### Problema breve 1
Resume en pocas líneas el párrafo de la entrevista de abajo que empieza con "No siempre es dura. Pero es sucia." Conserva sus ideas principales.
### Problema breve 2
En la entrevista de abajo, ¿cómo describe el entrevistado el movimiento que viene dándose desde hace doscientos años?
### Problema breve 3
Copia literalmente el fragmento de la entrevista de abajo que va desde "Es verdad. La" hasta "disparar una reflexión.", ambos incluidos.

### Texto dado
Te planteo esta oposición: García Márquez, realismo mágico. Este libro, Ñamérica, realismo sucio. En algún reportaje decís que hasta a veces te duele cuando te sale muy bien una crónica donde escribís algo duro. ¿Sentís que te calza lo de realismo sucio, que a su manera es también un género literario?
No lo había pensado en esos términos. Es muy difícil de imaginar un realismo limpio. García Márquez… mágico, no limpio.
Es verdad. La realidad siempre es dura.
No siempre es dura. Pero es sucia. Una realidad que no es sucia no es real. Pero efectivamente a veces me toca contar cosas que sé yo, que preferiría no contar, pero también quiero contarlas para poder pensarlas. No solo para decir “miren qué feo es esto, lloremos diez minutos y pasemos a otra cosa”. Que sirvan al menos para disparar una reflexión.
Lo veo en integrantes de tu generación que estuvieron muy comprometidos con cambios que apuntaban a cierta unidad latinoamericana. Tú mismo lo escribes: “Había un sueño de que las cosas se podían cambiar”. ¿Crees que hay que buscar la unión latinoamericana, la patria grande, o es algo que se va a dar por el devenir de los tiempos y cuando los pueblos estén listos? ¿Cuál es tu opinión?
Es un lío, ¿no? […] Creo que nada se da porque se tiene que dar. Tiene que haber de algún modo fuerzas que lo empujen, si no las cosas se van vaya uno a saber dónde. En este caso en particular, el movimiento que viene habiendo desde hace doscientos años es el de la separación y no el de la reunión. En eso consiste la creación de patrias. Que fueron armando unidades que fueron diferenciándose de las otras. Ahora mismo, vos sos uruguayo y yo soy argentino. No tiene sentido.
En todo caso yo soy oriental y vos occidental del río Uruguay.

### Datos extraídos
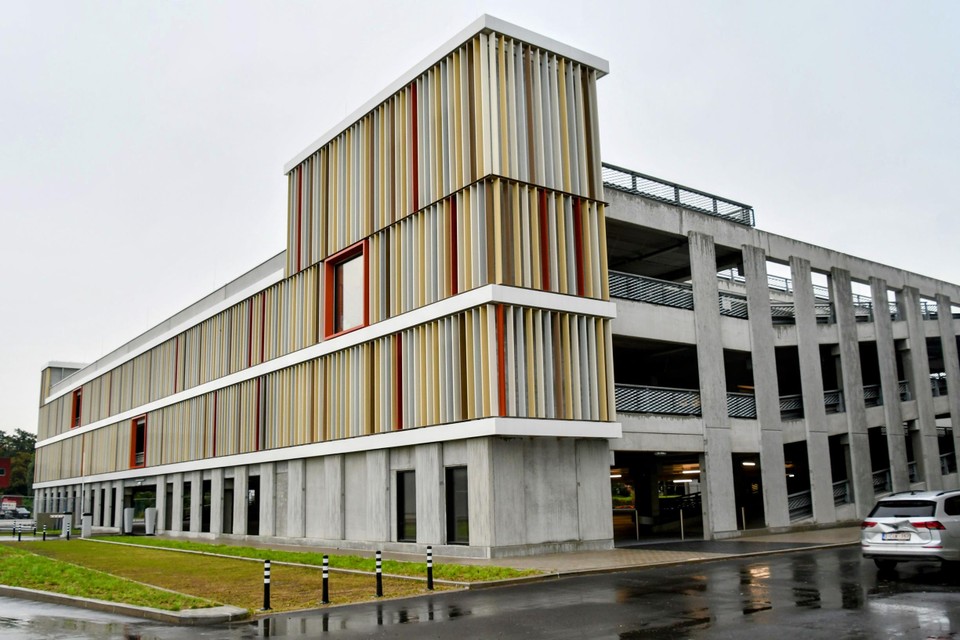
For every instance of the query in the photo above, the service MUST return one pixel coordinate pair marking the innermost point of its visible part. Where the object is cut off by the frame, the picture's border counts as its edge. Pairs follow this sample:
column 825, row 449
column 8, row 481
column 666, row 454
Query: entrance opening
column 253, row 506
column 748, row 488
column 656, row 495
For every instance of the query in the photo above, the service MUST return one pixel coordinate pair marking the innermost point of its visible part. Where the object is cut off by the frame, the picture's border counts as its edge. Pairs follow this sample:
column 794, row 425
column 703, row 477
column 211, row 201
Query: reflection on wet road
column 818, row 594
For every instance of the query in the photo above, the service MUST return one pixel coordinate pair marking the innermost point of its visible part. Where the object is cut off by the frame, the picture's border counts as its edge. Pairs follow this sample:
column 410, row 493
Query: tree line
column 19, row 447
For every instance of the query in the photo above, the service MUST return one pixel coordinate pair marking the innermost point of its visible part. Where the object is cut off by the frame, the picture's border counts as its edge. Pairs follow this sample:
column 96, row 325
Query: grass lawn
column 225, row 580
column 453, row 572
column 19, row 568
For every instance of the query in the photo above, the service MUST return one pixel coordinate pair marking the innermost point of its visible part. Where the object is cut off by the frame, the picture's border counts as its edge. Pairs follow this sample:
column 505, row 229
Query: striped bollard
column 430, row 568
column 325, row 597
column 266, row 585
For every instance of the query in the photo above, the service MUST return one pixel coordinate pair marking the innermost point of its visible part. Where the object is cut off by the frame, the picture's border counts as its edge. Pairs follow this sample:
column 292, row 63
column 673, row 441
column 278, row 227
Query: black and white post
column 266, row 585
column 325, row 596
column 430, row 568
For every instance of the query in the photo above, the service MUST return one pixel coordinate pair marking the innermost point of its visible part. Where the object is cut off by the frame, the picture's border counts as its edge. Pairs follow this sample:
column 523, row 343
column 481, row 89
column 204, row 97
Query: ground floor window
column 458, row 520
column 406, row 506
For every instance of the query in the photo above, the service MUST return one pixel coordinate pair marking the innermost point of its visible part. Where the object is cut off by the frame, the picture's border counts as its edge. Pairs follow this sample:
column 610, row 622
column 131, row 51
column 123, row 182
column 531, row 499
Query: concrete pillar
column 948, row 340
column 296, row 486
column 118, row 504
column 480, row 481
column 216, row 501
column 97, row 505
column 240, row 505
column 856, row 412
column 928, row 453
column 196, row 501
column 719, row 500
column 177, row 508
column 161, row 493
column 811, row 381
column 430, row 499
column 772, row 463
column 268, row 498
column 889, row 386
column 378, row 494
column 109, row 495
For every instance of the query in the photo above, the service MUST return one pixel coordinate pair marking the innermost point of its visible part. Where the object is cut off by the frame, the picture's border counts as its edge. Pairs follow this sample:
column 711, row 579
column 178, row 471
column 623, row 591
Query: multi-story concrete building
column 481, row 338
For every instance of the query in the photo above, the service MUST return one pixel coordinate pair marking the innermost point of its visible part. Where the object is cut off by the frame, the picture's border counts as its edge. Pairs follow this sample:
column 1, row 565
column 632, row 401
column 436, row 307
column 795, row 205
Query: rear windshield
column 904, row 509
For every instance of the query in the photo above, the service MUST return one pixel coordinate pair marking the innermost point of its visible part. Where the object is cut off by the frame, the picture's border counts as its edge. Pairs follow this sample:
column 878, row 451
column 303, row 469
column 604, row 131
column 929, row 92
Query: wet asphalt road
column 810, row 595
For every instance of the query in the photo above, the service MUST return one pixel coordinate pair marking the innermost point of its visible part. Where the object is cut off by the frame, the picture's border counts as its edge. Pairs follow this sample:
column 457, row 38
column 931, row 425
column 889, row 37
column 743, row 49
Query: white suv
column 913, row 525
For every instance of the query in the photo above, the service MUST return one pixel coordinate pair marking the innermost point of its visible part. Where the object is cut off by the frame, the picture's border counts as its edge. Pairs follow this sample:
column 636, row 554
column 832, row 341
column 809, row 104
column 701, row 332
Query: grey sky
column 142, row 144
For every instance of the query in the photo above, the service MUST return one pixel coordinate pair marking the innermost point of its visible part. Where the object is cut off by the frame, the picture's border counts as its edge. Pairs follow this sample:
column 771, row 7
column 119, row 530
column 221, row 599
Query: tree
column 19, row 447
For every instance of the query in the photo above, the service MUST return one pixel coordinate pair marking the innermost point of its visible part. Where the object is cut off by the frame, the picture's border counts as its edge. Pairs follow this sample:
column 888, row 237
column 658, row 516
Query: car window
column 904, row 509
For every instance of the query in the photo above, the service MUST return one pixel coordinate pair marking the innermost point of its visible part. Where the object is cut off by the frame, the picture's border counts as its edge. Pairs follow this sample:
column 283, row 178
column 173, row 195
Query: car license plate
column 898, row 536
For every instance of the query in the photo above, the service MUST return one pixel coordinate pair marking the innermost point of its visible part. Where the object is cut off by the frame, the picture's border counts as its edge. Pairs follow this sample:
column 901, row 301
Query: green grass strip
column 452, row 572
column 20, row 568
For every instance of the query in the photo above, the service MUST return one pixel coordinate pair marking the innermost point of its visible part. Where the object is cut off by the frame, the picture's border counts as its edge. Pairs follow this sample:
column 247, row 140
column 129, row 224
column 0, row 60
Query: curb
column 188, row 617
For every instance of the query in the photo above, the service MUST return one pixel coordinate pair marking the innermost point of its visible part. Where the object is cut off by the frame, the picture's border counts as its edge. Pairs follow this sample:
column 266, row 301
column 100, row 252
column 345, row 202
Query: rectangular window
column 138, row 442
column 406, row 506
column 458, row 520
column 345, row 280
column 75, row 409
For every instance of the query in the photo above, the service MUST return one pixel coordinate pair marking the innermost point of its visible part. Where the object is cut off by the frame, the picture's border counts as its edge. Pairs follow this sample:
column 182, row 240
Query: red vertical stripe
column 414, row 165
column 454, row 250
column 215, row 423
column 544, row 242
column 398, row 373
column 501, row 362
column 578, row 244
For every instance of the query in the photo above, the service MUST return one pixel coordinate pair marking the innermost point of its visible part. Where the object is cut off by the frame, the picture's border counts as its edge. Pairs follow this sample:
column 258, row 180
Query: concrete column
column 480, row 481
column 378, row 494
column 889, row 386
column 161, row 503
column 268, row 497
column 862, row 469
column 811, row 381
column 240, row 486
column 430, row 499
column 118, row 504
column 928, row 453
column 216, row 501
column 196, row 501
column 948, row 340
column 719, row 501
column 177, row 508
column 296, row 485
column 764, row 356
column 108, row 504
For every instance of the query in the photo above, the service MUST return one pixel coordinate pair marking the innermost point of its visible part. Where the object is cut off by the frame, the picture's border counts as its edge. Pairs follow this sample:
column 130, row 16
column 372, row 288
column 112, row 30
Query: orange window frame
column 133, row 442
column 330, row 284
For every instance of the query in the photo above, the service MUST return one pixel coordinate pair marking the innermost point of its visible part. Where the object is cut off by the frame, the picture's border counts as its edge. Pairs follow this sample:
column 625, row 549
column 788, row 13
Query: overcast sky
column 142, row 144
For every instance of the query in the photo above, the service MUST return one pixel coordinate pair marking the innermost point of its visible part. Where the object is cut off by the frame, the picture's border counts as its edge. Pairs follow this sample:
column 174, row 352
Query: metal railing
column 632, row 398
column 652, row 290
column 800, row 505
column 841, row 493
column 948, row 463
column 741, row 405
column 882, row 482
column 676, row 194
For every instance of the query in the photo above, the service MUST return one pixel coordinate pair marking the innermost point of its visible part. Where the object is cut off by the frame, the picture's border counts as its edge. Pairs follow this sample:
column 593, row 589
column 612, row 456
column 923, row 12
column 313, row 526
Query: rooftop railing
column 676, row 194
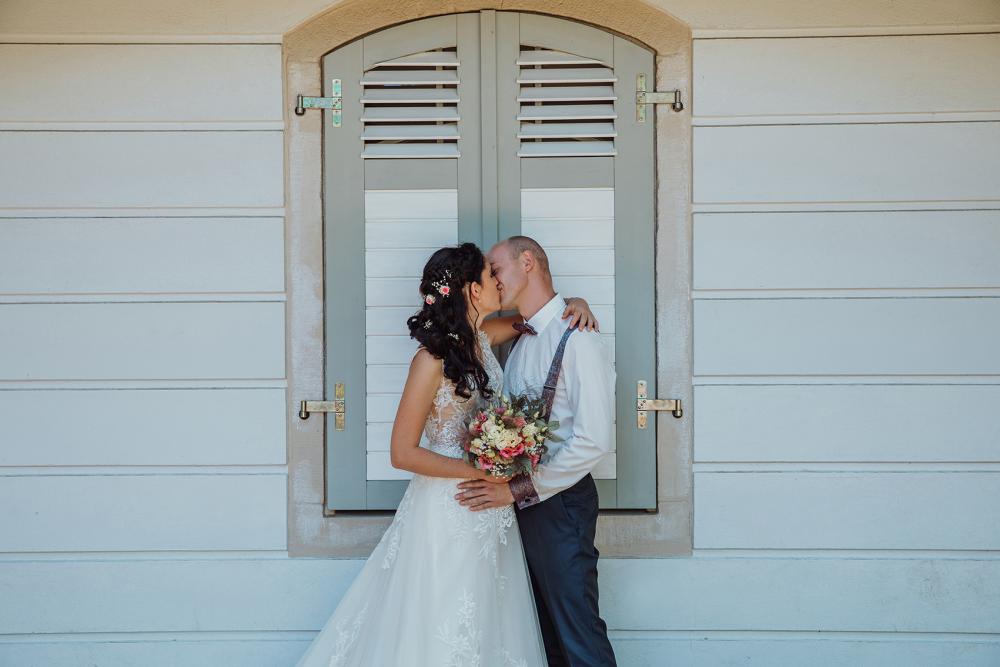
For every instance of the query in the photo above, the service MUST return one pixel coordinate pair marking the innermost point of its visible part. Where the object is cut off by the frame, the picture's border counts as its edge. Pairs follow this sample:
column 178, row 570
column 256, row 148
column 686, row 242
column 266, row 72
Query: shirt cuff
column 523, row 491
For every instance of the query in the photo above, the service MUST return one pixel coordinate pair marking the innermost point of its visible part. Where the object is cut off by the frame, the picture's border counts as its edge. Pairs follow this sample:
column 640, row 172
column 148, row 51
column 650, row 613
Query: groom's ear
column 527, row 261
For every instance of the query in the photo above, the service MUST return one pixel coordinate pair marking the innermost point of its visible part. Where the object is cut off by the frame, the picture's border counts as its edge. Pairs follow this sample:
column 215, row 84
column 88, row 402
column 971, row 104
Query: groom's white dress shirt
column 583, row 405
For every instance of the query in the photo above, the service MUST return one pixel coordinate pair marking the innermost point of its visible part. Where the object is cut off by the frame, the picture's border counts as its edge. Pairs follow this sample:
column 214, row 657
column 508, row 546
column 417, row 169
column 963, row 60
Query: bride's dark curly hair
column 442, row 325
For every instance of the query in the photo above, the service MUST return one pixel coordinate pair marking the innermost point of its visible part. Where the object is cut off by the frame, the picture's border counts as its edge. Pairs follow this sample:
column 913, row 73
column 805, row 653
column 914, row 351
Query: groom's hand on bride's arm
column 479, row 494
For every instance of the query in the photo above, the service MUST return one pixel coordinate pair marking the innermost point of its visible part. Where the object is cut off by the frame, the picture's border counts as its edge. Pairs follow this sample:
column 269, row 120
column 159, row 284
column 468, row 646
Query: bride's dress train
column 445, row 587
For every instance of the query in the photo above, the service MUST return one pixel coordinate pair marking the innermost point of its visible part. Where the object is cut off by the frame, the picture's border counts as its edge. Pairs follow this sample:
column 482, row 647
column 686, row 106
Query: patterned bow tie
column 525, row 328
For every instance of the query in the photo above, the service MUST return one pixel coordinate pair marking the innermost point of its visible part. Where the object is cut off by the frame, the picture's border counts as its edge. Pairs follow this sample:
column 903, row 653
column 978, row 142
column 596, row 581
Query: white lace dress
column 445, row 587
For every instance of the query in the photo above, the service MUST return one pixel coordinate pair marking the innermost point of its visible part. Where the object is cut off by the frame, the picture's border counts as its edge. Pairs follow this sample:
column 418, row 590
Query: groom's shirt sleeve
column 589, row 381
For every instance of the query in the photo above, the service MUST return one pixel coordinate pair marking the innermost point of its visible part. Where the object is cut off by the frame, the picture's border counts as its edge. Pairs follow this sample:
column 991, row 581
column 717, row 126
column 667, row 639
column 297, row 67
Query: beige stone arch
column 668, row 532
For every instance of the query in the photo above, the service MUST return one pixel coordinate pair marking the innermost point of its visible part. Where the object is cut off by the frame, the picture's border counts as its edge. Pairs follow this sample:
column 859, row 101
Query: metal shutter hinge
column 334, row 103
column 643, row 403
column 644, row 97
column 337, row 407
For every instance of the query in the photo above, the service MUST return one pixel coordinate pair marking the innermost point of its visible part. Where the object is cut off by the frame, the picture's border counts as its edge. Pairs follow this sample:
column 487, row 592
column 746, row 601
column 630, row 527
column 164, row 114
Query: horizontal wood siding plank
column 142, row 512
column 140, row 82
column 844, row 75
column 141, row 169
column 847, row 163
column 847, row 423
column 847, row 510
column 889, row 249
column 839, row 336
column 117, row 341
column 141, row 255
column 131, row 427
column 252, row 594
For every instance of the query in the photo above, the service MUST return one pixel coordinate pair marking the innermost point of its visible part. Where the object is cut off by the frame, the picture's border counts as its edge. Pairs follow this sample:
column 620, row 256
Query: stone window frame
column 621, row 534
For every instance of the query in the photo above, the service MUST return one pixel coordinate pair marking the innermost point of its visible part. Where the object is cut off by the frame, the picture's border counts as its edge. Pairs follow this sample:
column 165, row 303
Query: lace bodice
column 446, row 424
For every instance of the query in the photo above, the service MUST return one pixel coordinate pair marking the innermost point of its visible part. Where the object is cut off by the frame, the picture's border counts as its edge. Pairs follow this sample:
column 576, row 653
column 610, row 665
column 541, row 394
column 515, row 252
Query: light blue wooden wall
column 847, row 451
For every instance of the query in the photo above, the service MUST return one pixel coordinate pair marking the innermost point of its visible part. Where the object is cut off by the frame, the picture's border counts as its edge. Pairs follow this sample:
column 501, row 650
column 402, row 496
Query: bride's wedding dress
column 445, row 587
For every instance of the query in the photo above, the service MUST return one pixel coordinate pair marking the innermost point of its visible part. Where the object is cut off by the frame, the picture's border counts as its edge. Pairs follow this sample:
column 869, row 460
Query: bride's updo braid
column 442, row 325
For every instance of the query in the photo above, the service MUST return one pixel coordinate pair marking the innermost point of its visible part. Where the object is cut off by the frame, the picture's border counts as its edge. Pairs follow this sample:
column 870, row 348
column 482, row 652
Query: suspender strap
column 549, row 391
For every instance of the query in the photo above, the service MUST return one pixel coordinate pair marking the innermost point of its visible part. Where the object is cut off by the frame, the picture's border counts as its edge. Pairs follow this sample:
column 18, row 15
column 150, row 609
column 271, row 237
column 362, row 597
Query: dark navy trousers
column 558, row 536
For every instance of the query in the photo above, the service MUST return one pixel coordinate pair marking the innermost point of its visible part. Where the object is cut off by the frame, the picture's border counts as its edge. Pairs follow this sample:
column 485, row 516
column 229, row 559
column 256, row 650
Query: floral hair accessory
column 442, row 285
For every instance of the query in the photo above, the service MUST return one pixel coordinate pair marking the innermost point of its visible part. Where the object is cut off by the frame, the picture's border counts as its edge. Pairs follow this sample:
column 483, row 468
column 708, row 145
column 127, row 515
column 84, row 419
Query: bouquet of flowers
column 508, row 437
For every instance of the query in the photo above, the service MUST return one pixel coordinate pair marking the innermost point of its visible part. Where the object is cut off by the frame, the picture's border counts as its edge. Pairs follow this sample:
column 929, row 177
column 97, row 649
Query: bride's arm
column 418, row 397
column 501, row 329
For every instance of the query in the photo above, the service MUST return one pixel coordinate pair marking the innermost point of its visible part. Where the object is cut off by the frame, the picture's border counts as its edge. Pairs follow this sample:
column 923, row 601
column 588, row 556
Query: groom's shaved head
column 519, row 244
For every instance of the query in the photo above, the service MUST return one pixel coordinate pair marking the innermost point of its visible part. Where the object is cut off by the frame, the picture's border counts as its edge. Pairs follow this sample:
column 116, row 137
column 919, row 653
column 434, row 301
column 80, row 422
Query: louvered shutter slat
column 568, row 112
column 566, row 130
column 387, row 114
column 567, row 94
column 404, row 132
column 410, row 96
column 546, row 57
column 428, row 59
column 413, row 150
column 566, row 149
column 568, row 75
column 410, row 77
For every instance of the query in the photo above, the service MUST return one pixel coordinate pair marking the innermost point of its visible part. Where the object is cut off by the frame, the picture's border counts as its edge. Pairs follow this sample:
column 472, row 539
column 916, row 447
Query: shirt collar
column 546, row 313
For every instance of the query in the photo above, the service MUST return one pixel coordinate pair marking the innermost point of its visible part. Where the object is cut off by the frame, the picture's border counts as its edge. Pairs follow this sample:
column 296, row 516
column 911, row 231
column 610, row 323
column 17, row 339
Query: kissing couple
column 476, row 569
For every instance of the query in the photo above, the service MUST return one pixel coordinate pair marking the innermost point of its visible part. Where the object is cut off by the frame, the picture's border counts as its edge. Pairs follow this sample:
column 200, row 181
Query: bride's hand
column 493, row 478
column 580, row 314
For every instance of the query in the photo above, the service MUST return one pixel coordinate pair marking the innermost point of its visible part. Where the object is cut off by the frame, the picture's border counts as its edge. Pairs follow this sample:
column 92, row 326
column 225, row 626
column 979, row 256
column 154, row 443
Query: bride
column 445, row 587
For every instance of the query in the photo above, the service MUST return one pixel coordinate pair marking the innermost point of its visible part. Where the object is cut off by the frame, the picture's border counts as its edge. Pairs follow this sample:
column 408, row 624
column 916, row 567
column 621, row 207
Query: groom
column 557, row 506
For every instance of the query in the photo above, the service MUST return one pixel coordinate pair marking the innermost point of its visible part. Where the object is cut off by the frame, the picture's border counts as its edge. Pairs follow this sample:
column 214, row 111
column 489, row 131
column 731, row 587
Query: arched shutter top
column 411, row 106
column 566, row 104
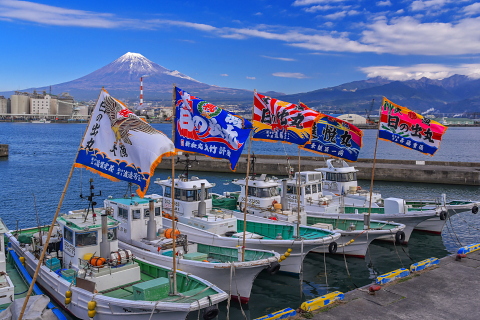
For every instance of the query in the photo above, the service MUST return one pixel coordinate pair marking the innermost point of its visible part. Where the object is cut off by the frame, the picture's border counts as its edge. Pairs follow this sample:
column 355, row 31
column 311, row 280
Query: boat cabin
column 193, row 205
column 6, row 284
column 263, row 192
column 133, row 215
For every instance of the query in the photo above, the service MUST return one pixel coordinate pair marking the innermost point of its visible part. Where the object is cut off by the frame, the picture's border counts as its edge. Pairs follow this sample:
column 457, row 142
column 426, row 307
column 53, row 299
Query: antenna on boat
column 188, row 164
column 91, row 203
column 38, row 219
column 252, row 160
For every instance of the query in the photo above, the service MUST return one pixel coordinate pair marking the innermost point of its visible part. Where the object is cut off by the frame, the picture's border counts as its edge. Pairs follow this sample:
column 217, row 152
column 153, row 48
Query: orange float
column 97, row 261
column 170, row 234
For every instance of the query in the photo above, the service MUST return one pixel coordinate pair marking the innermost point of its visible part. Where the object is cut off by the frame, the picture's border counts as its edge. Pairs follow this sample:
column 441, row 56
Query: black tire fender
column 399, row 237
column 332, row 247
column 210, row 312
column 443, row 215
column 273, row 268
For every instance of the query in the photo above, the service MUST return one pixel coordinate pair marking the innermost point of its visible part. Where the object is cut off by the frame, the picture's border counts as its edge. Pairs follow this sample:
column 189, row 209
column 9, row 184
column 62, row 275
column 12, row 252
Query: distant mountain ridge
column 455, row 94
column 121, row 78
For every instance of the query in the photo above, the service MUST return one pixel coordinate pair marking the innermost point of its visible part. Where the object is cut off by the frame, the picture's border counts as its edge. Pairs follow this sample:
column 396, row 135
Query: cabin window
column 190, row 195
column 68, row 235
column 136, row 214
column 167, row 192
column 85, row 239
column 291, row 190
column 112, row 234
column 207, row 194
column 308, row 189
column 123, row 213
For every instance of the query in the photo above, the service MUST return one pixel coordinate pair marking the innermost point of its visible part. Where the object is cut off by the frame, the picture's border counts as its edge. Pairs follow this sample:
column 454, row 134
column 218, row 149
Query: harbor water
column 41, row 155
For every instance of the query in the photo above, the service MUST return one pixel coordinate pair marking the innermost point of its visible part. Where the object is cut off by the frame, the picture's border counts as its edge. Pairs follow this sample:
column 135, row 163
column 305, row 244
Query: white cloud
column 310, row 2
column 428, row 4
column 408, row 36
column 319, row 8
column 296, row 75
column 472, row 9
column 50, row 15
column 385, row 3
column 279, row 58
column 336, row 15
column 418, row 71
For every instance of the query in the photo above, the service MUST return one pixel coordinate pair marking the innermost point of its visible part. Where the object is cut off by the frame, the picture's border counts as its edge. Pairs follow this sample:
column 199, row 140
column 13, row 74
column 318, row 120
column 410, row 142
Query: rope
column 396, row 251
column 230, row 291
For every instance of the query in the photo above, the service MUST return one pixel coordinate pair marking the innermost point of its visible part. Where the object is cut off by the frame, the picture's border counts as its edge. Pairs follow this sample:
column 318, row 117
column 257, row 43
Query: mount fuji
column 121, row 78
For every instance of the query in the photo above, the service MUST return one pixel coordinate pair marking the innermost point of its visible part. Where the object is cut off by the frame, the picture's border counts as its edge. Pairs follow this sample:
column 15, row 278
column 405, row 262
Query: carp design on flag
column 409, row 129
column 208, row 129
column 119, row 145
column 276, row 120
column 336, row 138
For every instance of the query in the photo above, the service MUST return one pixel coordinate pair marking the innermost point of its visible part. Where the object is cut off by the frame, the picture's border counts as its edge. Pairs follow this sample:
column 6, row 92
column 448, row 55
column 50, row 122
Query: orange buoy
column 97, row 261
column 170, row 234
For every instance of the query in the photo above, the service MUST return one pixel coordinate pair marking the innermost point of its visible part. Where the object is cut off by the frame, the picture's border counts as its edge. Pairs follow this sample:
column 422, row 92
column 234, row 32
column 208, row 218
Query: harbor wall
column 3, row 150
column 441, row 172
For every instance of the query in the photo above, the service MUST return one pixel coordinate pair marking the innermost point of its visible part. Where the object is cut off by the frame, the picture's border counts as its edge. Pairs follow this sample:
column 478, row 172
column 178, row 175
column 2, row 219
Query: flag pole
column 54, row 220
column 174, row 266
column 298, row 196
column 373, row 167
column 246, row 182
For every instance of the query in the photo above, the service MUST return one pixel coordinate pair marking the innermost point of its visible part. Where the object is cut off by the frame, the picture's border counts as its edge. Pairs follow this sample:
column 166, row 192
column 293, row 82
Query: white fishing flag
column 119, row 145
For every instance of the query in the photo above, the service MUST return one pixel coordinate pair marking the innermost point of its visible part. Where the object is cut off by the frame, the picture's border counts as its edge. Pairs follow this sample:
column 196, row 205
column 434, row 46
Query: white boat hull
column 107, row 308
column 235, row 278
column 409, row 220
column 293, row 264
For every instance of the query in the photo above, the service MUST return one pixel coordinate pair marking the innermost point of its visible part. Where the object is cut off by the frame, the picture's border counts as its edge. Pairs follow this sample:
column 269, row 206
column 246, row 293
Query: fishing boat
column 14, row 281
column 340, row 179
column 265, row 202
column 90, row 277
column 42, row 120
column 144, row 235
column 201, row 223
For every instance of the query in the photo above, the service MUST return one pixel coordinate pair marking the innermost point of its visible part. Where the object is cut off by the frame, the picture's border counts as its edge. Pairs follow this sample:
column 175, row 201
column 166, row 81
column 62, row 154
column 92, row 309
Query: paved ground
column 450, row 291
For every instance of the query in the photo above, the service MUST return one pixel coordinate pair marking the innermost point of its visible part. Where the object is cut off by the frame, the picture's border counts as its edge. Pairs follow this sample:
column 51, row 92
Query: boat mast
column 373, row 171
column 50, row 230
column 174, row 266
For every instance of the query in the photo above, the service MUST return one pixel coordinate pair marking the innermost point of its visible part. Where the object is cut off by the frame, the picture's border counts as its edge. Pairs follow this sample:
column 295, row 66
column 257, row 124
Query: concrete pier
column 446, row 291
column 3, row 150
column 463, row 173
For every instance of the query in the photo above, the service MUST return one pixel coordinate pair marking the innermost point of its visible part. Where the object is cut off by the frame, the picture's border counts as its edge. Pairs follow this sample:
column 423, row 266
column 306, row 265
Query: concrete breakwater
column 3, row 150
column 464, row 173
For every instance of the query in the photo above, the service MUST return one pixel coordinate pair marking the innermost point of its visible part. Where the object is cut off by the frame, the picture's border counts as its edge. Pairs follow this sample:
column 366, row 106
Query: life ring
column 210, row 313
column 332, row 247
column 443, row 215
column 273, row 268
column 97, row 261
column 399, row 237
column 169, row 233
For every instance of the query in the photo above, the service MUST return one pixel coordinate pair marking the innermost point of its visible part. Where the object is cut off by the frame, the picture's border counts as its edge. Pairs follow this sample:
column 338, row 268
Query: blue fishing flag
column 335, row 137
column 207, row 129
column 119, row 145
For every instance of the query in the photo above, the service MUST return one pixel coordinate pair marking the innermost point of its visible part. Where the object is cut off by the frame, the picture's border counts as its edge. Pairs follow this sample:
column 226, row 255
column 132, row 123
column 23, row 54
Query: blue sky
column 287, row 46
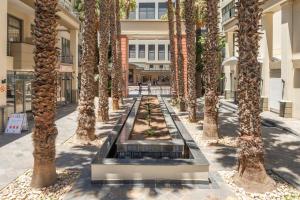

### Respuesta del ejercicio 1
La realidad no siempre es dura, pero sí es sucia, y una realidad que no es sucia no es real. El entrevistado a veces tiene que contar cosas que preferiría no contar, pero las cuenta para poder pensarlas. No quiere solo conmover por unos minutos, sino que esos textos sirvan al menos para disparar una reflexión.

### Respuesta del ejercicio 2
Lo describe como un movimiento de separación y no de reunión.

### Respuesta del ejercicio 3
Es verdad. La realidad siempre es dura.
No siempre es dura. Pero es sucia. Una realidad que no es sucia no es real. Pero efectivamente a veces me toca contar cosas que sé yo, que preferiría no contar, pero también quiero contarlas para poder pensarlas. No solo para decir “miren qué feo es esto, lloremos diez minutos y pasemos a otra cosa”. Que sirvan al menos para disparar una reflexión.